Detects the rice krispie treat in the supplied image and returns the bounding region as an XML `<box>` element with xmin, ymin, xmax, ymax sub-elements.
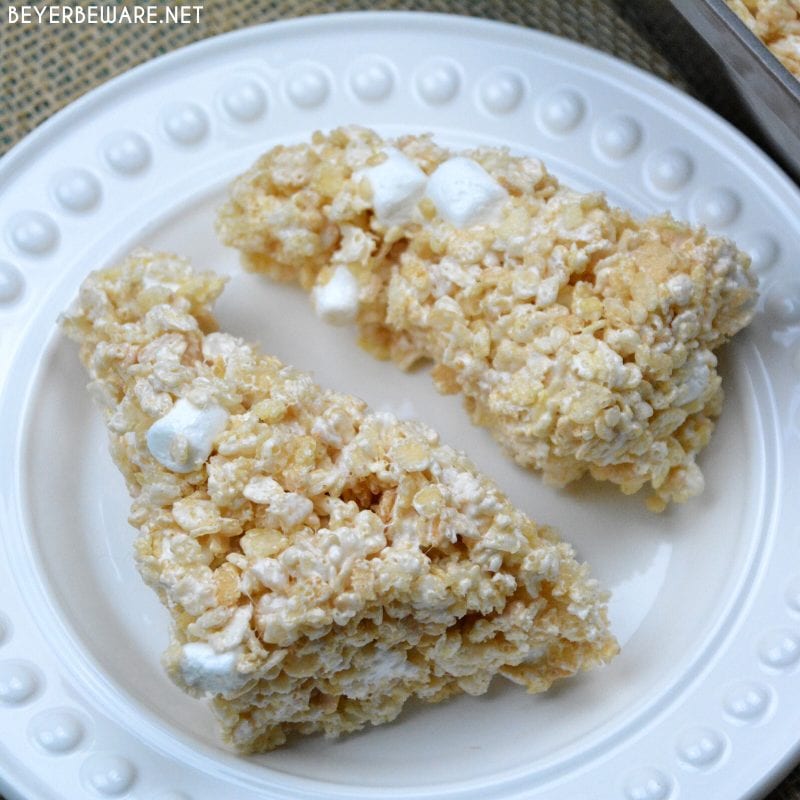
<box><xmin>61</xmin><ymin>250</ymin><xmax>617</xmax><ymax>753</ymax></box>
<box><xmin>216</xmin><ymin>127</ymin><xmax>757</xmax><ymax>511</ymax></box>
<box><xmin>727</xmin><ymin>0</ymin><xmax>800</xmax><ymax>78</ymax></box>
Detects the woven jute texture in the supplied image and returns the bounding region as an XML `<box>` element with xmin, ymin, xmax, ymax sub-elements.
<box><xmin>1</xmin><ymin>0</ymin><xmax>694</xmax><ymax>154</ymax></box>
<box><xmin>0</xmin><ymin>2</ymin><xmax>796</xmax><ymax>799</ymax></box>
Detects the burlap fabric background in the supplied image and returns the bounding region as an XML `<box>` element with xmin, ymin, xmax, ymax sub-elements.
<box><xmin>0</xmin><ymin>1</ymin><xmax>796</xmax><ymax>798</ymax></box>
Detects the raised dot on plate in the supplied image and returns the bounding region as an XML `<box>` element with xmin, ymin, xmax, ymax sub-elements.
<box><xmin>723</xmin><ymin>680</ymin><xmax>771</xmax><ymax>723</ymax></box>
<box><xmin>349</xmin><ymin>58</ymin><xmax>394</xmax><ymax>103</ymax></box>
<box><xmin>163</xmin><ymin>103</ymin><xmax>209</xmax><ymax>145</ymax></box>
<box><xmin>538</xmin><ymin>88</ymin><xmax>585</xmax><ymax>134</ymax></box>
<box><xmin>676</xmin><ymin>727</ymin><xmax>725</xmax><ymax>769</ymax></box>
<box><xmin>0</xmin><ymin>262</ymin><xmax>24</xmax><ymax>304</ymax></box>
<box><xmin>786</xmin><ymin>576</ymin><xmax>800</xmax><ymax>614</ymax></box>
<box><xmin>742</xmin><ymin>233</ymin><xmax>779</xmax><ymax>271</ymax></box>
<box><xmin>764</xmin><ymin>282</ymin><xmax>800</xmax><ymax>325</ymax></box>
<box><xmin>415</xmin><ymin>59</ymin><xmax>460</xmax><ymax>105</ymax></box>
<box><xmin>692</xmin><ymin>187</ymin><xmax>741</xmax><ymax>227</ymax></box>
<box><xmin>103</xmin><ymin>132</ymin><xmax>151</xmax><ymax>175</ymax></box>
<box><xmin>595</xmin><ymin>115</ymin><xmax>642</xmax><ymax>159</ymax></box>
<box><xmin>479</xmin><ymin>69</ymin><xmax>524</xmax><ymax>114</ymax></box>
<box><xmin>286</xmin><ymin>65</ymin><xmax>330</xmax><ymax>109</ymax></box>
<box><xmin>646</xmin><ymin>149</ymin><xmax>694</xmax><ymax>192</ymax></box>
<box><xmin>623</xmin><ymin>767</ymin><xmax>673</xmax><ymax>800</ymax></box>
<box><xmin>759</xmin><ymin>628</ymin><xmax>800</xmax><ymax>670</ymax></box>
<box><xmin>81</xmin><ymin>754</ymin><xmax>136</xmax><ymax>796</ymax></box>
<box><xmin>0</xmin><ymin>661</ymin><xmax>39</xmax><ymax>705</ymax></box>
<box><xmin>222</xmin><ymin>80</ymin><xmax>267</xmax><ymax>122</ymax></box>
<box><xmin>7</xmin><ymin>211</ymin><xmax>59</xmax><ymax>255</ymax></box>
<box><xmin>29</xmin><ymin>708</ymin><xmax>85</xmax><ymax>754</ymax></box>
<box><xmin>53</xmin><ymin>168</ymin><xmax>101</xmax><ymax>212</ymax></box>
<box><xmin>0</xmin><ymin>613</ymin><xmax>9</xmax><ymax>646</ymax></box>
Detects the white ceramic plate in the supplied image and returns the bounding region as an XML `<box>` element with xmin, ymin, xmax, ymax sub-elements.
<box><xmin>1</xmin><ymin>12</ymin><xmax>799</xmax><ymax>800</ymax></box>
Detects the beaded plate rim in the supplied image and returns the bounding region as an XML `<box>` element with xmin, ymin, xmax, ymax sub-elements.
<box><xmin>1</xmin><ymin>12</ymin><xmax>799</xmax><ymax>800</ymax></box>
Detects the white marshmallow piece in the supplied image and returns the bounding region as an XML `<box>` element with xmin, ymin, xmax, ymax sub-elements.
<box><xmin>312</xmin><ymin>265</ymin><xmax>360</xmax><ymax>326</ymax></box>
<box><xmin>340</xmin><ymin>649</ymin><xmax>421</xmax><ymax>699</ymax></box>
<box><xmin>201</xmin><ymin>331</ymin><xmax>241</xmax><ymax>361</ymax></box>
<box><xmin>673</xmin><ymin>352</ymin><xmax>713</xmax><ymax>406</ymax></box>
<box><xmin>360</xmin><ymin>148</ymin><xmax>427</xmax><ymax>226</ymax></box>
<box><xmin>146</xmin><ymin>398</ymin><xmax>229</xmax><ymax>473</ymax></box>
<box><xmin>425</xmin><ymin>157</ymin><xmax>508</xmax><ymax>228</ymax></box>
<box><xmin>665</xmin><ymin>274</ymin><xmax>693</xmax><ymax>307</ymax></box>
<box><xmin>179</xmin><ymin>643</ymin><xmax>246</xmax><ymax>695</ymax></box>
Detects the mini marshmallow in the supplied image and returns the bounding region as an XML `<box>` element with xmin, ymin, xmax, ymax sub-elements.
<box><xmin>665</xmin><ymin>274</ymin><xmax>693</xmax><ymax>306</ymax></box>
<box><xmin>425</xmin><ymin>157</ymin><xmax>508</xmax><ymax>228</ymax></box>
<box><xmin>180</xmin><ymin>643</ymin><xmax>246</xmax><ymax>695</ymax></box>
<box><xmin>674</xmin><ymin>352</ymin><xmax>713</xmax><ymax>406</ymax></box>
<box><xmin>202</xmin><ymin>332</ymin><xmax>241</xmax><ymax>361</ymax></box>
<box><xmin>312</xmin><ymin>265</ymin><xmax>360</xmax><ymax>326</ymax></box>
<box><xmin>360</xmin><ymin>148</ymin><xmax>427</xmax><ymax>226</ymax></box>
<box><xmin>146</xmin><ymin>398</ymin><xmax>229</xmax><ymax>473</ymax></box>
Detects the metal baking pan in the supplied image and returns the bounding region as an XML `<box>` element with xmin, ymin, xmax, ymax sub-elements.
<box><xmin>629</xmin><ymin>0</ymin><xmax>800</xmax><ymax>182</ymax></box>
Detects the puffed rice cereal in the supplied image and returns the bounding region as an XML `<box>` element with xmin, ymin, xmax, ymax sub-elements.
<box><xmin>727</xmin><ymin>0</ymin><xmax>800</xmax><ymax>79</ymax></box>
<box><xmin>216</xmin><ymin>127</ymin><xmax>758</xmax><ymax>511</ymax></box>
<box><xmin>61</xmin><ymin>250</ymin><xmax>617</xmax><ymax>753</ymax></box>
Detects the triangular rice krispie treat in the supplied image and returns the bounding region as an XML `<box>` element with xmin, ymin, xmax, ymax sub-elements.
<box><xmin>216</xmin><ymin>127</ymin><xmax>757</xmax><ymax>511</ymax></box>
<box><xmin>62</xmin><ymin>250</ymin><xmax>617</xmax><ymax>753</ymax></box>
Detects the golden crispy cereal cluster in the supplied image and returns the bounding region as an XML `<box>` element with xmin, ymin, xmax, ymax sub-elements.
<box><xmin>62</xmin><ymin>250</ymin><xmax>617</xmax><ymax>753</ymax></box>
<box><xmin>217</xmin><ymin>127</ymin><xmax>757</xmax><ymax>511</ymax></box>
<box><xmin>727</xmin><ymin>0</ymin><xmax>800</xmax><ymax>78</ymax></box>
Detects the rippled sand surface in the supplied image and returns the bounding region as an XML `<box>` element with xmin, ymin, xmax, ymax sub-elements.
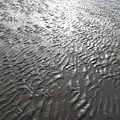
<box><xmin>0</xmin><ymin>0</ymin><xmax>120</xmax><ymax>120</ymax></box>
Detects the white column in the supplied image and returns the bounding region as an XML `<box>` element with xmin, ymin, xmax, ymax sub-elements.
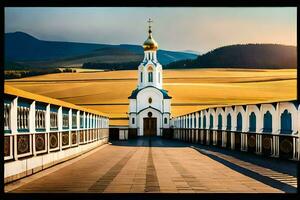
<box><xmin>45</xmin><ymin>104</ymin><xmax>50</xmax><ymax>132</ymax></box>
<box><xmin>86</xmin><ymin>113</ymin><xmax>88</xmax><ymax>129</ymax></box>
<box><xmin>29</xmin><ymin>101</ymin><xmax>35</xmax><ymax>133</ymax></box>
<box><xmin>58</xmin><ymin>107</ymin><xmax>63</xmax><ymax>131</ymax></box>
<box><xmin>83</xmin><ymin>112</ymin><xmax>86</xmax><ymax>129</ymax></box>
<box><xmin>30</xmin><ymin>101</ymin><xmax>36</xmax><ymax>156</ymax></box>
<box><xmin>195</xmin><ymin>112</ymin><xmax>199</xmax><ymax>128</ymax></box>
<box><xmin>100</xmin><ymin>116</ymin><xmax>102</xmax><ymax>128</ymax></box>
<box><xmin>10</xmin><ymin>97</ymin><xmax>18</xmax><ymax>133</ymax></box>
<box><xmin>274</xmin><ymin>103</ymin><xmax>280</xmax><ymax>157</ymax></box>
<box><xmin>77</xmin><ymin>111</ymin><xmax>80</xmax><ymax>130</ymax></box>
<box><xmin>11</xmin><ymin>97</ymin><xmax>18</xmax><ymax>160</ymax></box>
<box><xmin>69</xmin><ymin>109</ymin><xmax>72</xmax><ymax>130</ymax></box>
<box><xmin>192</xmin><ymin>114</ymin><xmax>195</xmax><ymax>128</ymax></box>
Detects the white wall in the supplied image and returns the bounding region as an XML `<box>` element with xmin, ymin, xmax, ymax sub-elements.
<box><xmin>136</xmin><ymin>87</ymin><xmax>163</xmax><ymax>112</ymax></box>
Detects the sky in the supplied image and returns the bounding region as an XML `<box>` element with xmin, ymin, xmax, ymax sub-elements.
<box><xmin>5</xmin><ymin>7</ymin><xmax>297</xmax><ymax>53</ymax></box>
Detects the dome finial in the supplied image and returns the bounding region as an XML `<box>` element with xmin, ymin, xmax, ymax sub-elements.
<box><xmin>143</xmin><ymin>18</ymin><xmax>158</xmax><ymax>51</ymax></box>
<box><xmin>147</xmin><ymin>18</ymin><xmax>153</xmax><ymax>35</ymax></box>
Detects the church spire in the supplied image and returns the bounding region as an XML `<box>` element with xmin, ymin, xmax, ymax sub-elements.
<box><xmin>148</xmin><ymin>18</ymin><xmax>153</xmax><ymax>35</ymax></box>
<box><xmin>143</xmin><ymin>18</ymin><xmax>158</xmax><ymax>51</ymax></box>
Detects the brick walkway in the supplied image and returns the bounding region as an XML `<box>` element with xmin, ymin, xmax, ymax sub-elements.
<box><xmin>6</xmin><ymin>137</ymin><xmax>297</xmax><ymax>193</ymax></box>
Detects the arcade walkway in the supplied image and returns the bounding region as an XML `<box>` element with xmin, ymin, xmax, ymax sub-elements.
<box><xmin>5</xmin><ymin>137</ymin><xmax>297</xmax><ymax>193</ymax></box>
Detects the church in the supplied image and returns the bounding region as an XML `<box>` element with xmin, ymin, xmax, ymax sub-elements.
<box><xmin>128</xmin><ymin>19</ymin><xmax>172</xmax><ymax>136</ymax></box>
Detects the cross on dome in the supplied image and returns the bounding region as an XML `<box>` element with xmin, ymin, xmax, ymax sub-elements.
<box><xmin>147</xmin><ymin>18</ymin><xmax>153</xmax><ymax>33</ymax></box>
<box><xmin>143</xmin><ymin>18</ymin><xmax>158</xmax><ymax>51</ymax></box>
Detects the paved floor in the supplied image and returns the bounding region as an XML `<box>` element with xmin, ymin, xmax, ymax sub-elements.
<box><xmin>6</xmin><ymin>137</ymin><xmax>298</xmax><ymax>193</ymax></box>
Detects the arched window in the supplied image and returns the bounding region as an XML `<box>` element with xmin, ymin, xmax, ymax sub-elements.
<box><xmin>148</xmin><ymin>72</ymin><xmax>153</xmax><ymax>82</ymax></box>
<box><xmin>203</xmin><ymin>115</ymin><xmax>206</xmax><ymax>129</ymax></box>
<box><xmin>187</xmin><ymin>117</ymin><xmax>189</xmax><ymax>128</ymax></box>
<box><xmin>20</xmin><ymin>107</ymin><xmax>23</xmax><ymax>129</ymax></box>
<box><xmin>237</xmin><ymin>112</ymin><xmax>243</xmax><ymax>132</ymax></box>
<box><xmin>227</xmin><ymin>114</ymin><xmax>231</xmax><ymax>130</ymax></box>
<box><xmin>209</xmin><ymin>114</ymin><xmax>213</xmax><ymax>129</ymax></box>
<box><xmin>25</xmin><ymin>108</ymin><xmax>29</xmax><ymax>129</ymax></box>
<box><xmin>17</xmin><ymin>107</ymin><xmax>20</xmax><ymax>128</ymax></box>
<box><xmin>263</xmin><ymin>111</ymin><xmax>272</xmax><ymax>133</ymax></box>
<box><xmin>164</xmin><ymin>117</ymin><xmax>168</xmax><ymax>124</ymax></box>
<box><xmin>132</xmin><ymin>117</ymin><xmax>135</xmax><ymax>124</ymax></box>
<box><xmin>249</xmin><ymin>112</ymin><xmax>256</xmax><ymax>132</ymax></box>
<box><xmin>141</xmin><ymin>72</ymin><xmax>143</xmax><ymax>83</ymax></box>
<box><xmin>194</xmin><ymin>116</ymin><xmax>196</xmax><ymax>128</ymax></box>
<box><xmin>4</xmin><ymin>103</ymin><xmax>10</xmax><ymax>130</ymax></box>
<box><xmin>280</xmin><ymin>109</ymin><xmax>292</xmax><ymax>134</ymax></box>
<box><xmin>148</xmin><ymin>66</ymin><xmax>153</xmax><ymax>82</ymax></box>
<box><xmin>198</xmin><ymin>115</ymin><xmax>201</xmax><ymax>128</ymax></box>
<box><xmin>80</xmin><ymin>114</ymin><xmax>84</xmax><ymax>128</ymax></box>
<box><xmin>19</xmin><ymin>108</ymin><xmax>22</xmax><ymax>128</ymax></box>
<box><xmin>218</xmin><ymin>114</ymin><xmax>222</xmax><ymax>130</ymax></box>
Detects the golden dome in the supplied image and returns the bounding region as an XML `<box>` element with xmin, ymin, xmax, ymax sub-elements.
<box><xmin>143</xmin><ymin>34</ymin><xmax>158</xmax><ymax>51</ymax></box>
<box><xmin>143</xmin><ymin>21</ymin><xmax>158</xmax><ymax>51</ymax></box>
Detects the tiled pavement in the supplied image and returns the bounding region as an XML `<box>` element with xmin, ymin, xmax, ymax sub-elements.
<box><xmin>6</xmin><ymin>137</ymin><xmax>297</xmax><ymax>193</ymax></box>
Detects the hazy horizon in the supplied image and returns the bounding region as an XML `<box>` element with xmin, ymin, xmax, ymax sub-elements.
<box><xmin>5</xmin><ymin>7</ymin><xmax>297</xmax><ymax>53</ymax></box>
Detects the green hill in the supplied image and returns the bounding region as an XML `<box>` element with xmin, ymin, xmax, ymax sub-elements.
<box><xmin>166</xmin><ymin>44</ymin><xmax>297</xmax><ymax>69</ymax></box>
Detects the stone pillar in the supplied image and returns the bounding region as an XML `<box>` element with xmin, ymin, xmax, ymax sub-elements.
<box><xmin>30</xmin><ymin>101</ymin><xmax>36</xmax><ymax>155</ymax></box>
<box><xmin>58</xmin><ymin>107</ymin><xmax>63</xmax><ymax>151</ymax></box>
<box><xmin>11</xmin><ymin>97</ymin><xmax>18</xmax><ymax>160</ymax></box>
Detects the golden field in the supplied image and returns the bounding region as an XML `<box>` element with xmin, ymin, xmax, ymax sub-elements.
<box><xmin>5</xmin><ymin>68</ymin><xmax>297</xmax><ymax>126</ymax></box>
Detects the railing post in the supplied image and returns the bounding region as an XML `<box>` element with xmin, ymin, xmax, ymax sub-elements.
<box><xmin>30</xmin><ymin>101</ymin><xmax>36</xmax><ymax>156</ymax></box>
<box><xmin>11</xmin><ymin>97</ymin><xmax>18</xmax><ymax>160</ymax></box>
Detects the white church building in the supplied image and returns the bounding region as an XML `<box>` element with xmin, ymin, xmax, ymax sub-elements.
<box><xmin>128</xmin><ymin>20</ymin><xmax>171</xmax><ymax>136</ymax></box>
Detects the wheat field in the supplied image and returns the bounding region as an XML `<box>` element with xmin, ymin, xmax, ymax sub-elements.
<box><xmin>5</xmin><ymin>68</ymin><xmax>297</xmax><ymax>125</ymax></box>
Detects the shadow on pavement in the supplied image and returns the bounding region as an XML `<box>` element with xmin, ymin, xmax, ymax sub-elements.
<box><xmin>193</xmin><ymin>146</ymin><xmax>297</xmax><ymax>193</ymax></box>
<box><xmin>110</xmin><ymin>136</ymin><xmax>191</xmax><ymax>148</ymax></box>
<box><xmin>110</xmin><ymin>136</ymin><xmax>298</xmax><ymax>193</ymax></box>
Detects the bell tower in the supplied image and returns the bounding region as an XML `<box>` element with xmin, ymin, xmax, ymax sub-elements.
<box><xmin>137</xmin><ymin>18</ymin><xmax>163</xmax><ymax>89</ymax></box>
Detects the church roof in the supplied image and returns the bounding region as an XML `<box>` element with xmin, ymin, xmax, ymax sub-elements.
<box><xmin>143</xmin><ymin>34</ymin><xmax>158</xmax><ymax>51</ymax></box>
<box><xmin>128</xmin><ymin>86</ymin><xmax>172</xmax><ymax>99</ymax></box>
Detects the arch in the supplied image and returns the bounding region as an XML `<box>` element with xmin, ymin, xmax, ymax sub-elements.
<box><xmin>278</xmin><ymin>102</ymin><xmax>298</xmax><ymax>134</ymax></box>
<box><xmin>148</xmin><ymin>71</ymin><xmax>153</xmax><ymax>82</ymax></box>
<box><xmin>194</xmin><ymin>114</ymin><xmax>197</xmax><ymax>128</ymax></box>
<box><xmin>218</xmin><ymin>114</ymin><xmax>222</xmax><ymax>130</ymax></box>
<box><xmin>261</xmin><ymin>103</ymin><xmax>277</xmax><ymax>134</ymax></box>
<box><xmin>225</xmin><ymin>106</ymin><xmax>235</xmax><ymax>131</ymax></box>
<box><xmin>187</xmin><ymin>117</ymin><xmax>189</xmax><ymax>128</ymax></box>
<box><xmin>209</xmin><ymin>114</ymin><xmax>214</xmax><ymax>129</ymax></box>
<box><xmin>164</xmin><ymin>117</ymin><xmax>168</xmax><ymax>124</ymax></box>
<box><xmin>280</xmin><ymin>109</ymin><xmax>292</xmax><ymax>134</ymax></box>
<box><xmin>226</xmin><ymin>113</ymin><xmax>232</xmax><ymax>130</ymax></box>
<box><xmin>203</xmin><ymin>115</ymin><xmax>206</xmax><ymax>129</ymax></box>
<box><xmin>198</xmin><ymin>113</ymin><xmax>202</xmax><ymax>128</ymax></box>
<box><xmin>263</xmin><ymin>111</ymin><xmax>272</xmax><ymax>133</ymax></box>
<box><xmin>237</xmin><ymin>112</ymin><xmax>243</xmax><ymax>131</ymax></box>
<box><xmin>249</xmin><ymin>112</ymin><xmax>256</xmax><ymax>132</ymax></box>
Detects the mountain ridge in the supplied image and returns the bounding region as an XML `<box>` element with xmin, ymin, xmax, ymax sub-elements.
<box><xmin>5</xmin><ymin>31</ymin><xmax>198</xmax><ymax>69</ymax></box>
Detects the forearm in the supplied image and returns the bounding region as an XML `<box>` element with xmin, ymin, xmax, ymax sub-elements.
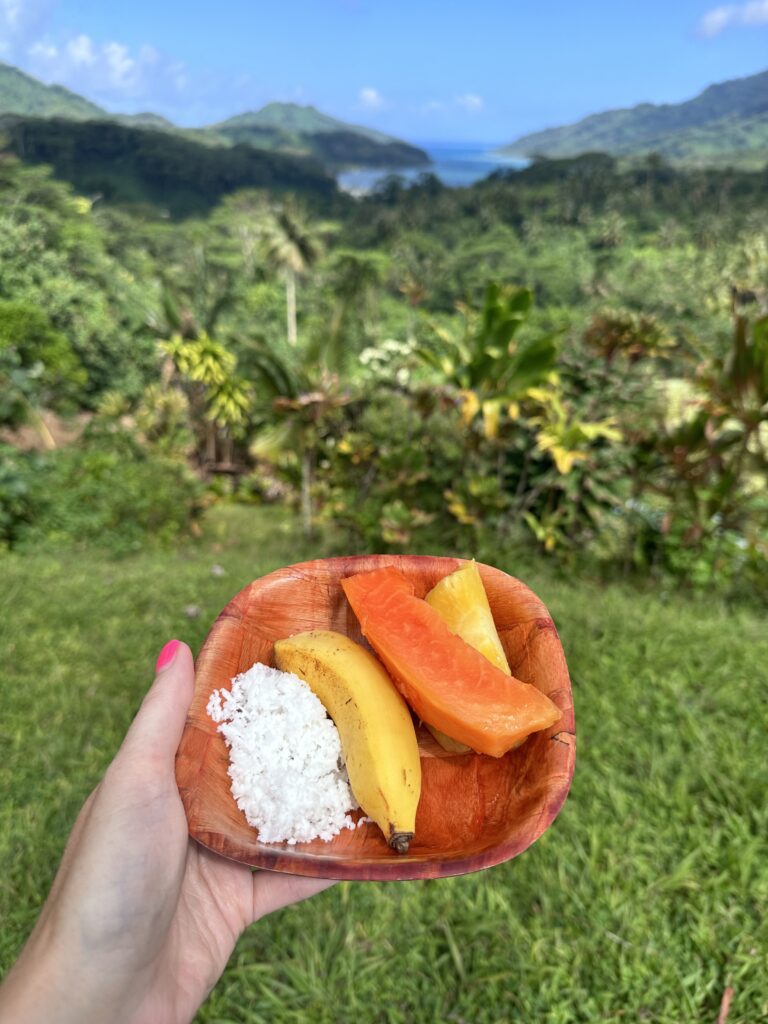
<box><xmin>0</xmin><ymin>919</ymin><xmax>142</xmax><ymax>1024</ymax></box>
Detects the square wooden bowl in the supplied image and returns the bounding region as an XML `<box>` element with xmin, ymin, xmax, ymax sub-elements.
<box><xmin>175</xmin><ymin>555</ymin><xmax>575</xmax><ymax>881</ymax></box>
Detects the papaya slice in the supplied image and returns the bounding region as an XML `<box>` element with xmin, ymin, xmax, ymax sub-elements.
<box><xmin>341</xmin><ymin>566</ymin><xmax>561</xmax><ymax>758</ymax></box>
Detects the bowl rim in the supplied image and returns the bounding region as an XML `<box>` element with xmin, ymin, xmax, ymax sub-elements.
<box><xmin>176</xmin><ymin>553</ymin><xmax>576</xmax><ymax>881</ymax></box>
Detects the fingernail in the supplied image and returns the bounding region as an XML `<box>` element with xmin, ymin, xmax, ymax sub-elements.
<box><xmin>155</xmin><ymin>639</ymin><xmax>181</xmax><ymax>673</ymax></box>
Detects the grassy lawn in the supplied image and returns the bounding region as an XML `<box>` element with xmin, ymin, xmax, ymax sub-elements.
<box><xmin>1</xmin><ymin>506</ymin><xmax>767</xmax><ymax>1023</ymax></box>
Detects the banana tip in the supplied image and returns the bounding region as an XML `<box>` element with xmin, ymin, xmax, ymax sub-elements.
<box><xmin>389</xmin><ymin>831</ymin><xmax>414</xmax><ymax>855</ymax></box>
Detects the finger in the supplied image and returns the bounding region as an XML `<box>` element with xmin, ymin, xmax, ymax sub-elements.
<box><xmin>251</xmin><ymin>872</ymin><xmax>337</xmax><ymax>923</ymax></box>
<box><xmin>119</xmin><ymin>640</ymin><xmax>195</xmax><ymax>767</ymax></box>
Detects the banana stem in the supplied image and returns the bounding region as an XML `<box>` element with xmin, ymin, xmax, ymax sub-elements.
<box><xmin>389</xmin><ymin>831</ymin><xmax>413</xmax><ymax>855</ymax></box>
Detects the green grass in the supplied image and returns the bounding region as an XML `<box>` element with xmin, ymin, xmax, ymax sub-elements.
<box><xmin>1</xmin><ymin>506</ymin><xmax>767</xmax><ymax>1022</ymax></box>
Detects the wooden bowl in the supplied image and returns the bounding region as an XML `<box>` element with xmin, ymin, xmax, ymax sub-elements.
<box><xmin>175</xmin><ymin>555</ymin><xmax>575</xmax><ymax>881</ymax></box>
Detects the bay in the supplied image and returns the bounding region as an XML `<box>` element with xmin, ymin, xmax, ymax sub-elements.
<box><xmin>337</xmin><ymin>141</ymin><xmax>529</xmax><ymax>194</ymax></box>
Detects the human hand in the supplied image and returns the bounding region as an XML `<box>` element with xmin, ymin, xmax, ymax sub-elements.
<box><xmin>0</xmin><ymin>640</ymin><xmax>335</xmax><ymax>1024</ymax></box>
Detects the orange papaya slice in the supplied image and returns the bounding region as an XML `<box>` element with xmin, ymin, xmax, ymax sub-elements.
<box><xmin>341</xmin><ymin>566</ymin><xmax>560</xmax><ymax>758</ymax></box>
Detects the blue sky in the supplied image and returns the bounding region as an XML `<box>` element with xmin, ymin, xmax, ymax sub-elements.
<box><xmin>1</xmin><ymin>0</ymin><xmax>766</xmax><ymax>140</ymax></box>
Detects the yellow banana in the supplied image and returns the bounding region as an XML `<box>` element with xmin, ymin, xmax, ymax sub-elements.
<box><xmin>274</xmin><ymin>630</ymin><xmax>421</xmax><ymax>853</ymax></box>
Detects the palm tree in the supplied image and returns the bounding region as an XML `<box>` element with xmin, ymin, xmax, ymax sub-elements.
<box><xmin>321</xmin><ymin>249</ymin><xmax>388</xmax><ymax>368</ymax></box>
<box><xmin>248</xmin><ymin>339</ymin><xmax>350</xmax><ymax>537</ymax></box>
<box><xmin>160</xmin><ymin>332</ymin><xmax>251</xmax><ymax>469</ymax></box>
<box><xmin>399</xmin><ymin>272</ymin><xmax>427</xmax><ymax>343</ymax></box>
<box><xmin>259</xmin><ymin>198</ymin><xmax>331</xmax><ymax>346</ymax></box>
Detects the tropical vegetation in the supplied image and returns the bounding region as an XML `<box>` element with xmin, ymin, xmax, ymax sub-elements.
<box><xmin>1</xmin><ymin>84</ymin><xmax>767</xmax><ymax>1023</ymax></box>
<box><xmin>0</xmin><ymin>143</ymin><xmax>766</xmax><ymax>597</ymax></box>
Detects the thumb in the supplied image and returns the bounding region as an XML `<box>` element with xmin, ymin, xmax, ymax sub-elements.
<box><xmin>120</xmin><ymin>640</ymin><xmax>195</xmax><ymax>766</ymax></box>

────────────────────────────────────────

## How to complete this task:
Output the lines from the one with "Detects the thumb" to the final line of the entries above, exactly as they stand, please, and nothing else.

## Answer to the problem:
Detects the thumb in the supplied image and returns the bounding region as an XML `<box>` element with xmin, ymin, xmax, ymax sub-elements.
<box><xmin>120</xmin><ymin>640</ymin><xmax>195</xmax><ymax>766</ymax></box>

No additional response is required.